*** Kutipan

Taman Baca: Sarana Menumbuhkan Minat Baca Anak
In Angkatan I, In Dhinny el Fazila, In ESAI, In NonfiksiRabu, 27 Januari 2010
Esai Dhinny El Fazila
Dimuat di Media Indonesia
Dominasi televisi dalam kehidupan masyarakat, terutama anak-anak saat ini, telah dapat dikatakan sangat mengkhawatirkan. Jika orang jepang menonton televisi dalam sehari kurang dari lima jam, maka bandingkan dengan anak-anak Indonesia (dan mungkin para orang tuanya) yang menonton televisi bisa lebih dari sepuluh jam, bahkan bisa mencapai dua puluh jam! Anak-anak sekarang bahkan ada yang jadwal televisinya mengalahkan apapun. Televisi telah menjadi candu bagi anak-anak dan masyarakat Indonesia pada umumnya.
Televisi dengan kekuatan audio visualnya tidak sekedar memudahkan anak untuk menangkap apa-apa yang disampaikan. Lebih dari itu, televisi tidak memberi kesempatan bagi anak untuk mencerna apa yang ada pada acara televisi tersebut. Sifat audio visual televisi sesungguhnya merupakan kekuatan sekaligus kelemahan televisi. Tidak adanya jeda pada gambar yang bergerak diperkuat dengan suara membuat otak anak tidak sempat mencerna mana yang baik dan buruk pada acara televisi tersebut. Ini menjadi masalah tatkala televisi hanya berorientasi pada rating dan keuntungan sehingga tidak memikirkan bentuk acara seperti apa yang dapat memberi manfaat bagi penontonnya, namun lebih memikirkan acara seperti apa yang laku dijual.
Berbeda dengan televisi, buku merupakan media yang hanya bersifat visual saja. Selain itu buku bukan merupakan rangkaian adegan yang bergerak terus-menerus. Sifat buku ini membuat otak anak dapat beristirahat sebentar dan mencerna isi buku tersebut. Orang tua pun dapat dengan mudah mengarahkan pada anak tentang isi buku tersebut. Dilihat dari sifatnya saja, media buku tampaknya lebih ramah bagi anak daripada media televisi.

******

= Tugas =
Menurut esai di atas, berapa lama orang Jepang menonton televisi dalam sehari?

*** Daftar

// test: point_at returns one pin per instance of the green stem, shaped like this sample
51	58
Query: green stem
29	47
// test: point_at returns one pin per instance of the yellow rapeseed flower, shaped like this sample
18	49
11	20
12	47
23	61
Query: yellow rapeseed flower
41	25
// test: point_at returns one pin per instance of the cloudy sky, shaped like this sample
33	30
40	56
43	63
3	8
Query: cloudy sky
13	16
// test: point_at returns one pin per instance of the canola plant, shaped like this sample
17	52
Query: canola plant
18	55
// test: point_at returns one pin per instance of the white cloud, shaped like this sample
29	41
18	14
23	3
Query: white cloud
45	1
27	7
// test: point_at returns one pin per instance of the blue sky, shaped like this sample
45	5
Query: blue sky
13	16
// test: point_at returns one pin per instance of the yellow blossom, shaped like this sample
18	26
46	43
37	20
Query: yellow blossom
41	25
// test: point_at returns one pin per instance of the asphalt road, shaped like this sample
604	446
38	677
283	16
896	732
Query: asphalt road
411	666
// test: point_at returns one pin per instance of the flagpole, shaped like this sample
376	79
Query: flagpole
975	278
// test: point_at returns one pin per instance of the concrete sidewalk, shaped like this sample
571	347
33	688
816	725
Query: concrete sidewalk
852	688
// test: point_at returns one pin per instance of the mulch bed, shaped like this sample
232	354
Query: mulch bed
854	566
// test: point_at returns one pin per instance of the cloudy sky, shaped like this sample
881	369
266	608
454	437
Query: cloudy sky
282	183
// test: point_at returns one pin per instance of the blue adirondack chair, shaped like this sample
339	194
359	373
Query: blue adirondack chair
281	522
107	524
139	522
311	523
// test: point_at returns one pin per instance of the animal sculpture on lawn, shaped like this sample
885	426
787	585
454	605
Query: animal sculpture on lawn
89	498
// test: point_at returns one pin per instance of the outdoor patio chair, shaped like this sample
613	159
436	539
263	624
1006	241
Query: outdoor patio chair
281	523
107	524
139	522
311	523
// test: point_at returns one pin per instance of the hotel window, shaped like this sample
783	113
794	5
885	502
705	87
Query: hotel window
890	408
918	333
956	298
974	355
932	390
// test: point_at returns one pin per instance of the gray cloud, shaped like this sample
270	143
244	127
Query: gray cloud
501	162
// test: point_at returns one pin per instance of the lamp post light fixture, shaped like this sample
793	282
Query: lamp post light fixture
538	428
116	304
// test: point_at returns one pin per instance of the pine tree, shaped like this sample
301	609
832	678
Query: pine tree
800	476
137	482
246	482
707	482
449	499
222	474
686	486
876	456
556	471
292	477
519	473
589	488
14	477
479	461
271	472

******

= Hasil Latihan =
Kurang dari lima jam.